LISTED RECORDS:

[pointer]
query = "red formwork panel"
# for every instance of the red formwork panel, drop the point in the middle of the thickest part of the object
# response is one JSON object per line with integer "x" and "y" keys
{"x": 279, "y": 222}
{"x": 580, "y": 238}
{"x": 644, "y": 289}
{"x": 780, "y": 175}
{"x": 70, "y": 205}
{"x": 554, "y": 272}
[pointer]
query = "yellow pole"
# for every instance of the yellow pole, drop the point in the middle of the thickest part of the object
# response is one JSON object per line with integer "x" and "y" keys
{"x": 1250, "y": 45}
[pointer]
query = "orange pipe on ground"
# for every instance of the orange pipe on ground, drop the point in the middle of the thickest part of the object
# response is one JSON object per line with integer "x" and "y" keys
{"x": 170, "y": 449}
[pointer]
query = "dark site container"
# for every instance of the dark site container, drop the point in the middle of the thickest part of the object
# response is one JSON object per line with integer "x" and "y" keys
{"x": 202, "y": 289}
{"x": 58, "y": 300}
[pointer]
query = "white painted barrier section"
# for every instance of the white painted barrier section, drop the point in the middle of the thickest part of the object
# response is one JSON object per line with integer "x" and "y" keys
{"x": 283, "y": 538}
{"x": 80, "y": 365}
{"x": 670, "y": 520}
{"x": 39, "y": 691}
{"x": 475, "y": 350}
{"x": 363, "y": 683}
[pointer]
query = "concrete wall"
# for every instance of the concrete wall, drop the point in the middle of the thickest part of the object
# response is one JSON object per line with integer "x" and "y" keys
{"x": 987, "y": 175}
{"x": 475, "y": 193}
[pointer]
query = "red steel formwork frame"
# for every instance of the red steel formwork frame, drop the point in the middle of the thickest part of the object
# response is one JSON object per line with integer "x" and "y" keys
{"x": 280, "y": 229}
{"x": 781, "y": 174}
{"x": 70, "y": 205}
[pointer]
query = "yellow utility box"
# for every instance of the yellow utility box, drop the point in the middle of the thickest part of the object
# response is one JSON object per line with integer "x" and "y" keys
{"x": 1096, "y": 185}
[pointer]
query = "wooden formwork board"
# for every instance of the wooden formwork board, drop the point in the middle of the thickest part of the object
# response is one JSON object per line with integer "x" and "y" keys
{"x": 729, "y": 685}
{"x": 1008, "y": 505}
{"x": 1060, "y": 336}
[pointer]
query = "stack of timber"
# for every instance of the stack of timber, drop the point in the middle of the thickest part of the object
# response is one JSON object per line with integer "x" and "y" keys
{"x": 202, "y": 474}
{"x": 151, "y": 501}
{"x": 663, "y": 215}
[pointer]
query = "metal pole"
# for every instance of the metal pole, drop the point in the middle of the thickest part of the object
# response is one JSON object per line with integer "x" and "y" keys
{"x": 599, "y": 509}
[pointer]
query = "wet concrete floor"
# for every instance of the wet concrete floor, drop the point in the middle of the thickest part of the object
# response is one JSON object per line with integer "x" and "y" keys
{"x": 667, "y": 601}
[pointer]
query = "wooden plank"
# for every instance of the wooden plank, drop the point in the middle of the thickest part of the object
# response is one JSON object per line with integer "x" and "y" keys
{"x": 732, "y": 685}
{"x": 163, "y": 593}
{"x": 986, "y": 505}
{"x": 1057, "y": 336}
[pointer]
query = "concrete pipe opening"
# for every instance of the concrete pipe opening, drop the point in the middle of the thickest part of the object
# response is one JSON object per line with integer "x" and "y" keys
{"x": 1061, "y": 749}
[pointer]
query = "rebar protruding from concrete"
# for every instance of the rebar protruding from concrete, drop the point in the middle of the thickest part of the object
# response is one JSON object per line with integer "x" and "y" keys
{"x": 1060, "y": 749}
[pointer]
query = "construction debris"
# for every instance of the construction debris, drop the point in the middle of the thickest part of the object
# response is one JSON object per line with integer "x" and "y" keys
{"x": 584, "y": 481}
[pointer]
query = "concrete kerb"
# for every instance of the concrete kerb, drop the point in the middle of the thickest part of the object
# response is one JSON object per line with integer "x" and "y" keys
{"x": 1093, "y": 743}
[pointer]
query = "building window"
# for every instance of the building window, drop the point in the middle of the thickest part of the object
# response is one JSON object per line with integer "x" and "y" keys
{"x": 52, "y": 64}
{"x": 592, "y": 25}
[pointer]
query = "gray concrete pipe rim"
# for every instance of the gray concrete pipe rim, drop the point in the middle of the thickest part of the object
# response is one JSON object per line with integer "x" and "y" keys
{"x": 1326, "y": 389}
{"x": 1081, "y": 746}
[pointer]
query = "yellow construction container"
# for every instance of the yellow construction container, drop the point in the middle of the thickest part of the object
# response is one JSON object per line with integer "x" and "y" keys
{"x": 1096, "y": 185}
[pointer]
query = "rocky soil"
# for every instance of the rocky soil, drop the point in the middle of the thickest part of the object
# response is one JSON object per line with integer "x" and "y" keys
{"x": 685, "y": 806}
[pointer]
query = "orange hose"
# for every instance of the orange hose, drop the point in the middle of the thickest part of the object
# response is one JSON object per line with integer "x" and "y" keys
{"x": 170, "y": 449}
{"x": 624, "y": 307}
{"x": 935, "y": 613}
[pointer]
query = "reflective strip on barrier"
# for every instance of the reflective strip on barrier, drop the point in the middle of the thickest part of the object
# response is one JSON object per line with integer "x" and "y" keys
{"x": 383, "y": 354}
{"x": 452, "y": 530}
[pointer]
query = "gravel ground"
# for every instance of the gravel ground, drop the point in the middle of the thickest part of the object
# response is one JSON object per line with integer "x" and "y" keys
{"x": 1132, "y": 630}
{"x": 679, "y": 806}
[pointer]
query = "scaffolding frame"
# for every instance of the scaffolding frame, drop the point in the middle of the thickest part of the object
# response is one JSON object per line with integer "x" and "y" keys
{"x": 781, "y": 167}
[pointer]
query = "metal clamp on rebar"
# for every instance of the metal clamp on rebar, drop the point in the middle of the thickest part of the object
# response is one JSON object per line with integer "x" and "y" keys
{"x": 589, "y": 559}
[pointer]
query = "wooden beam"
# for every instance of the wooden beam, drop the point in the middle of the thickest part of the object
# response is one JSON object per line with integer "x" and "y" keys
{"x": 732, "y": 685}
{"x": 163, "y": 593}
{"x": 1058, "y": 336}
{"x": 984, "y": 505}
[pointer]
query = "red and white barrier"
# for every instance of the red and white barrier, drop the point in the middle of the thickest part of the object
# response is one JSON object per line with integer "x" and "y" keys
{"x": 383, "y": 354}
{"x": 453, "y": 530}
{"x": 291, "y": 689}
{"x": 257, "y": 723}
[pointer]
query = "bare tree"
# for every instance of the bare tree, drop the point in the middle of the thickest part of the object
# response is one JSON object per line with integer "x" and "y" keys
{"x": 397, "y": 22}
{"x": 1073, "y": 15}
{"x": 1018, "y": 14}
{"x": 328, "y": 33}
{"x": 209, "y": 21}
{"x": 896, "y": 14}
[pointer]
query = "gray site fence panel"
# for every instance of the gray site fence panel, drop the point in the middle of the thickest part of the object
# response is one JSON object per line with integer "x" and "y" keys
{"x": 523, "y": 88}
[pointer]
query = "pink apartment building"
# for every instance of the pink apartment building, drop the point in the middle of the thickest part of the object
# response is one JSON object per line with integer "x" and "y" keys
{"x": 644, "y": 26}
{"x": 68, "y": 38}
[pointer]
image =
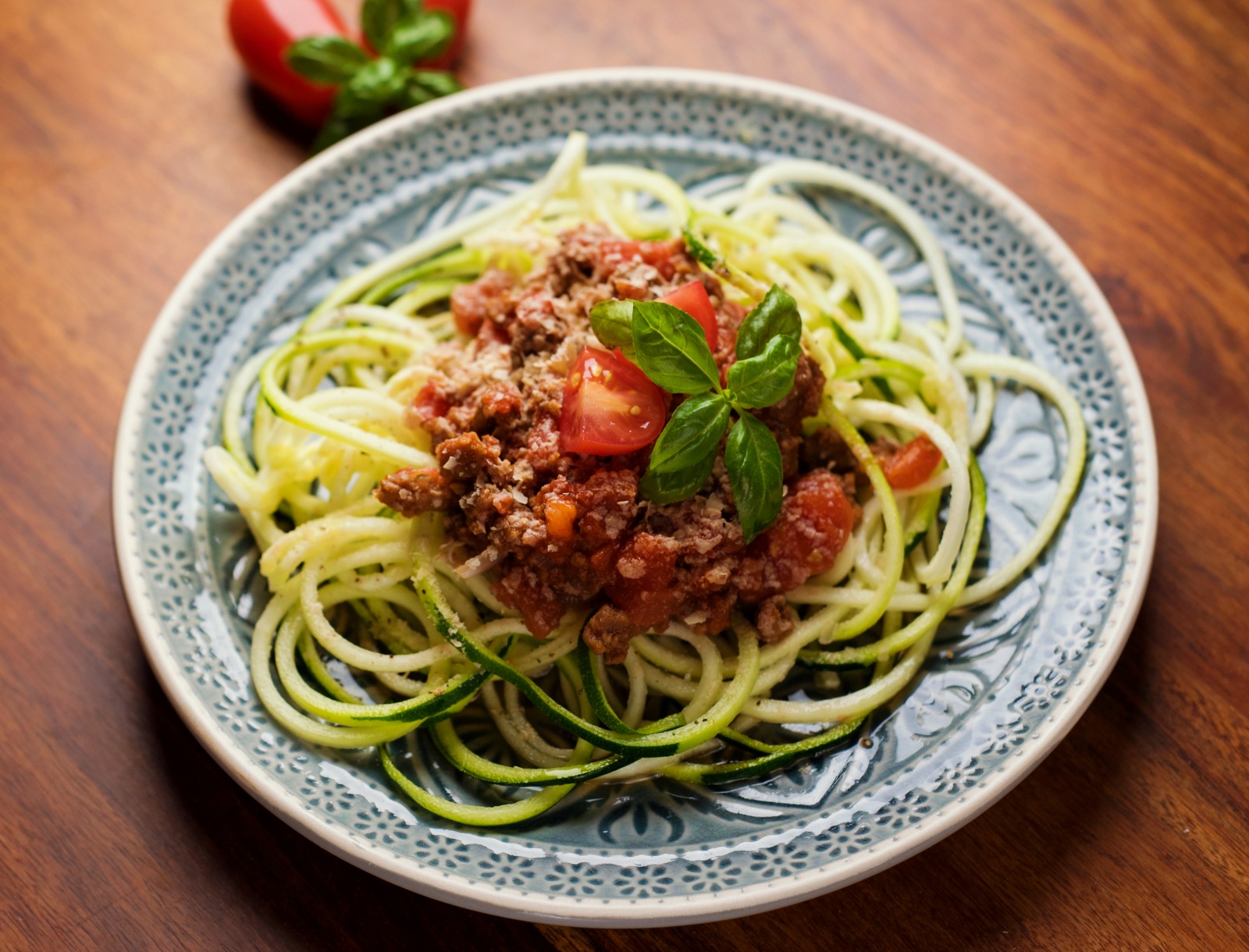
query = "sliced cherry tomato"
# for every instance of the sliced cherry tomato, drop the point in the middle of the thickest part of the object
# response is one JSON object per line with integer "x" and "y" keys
{"x": 610, "y": 407}
{"x": 262, "y": 29}
{"x": 692, "y": 299}
{"x": 913, "y": 464}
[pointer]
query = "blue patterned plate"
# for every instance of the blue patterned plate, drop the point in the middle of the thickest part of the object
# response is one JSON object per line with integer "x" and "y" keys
{"x": 1009, "y": 681}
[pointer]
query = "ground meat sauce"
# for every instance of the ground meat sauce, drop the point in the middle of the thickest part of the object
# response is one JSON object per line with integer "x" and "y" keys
{"x": 568, "y": 530}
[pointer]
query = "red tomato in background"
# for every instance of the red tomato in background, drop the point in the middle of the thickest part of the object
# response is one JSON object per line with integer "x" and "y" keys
{"x": 610, "y": 407}
{"x": 913, "y": 464}
{"x": 459, "y": 10}
{"x": 262, "y": 29}
{"x": 692, "y": 299}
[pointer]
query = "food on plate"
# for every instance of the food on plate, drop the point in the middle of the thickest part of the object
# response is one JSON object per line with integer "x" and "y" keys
{"x": 653, "y": 482}
{"x": 301, "y": 54}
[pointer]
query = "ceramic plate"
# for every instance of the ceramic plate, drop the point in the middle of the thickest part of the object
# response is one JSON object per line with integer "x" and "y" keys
{"x": 1005, "y": 684}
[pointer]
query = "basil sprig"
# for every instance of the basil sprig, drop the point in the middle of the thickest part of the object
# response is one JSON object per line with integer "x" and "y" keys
{"x": 372, "y": 87}
{"x": 671, "y": 349}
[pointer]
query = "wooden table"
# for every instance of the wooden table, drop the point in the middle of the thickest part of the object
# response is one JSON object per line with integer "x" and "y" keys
{"x": 128, "y": 139}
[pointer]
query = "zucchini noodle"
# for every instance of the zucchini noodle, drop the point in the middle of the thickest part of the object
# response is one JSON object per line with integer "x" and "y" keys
{"x": 372, "y": 636}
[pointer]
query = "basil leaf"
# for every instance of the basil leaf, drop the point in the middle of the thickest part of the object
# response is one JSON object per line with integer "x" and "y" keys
{"x": 672, "y": 349}
{"x": 414, "y": 95}
{"x": 691, "y": 434}
{"x": 703, "y": 254}
{"x": 418, "y": 37}
{"x": 612, "y": 322}
{"x": 325, "y": 59}
{"x": 378, "y": 83}
{"x": 350, "y": 114}
{"x": 766, "y": 378}
{"x": 436, "y": 83}
{"x": 778, "y": 314}
{"x": 666, "y": 488}
{"x": 753, "y": 463}
{"x": 379, "y": 19}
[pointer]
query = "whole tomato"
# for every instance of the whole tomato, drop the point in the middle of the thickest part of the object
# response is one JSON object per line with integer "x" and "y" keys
{"x": 262, "y": 29}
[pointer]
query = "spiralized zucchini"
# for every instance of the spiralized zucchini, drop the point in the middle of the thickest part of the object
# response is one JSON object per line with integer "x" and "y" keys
{"x": 370, "y": 638}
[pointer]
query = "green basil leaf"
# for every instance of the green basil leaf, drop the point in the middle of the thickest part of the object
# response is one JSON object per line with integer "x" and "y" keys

PROBLEM STATEMENT: Show the lines of the entries that include the string "window", copying each in full.

EXERCISE RESULT:
query = "building window"
# for every instance of the building window, drop the point in the middle of the thickest part of the object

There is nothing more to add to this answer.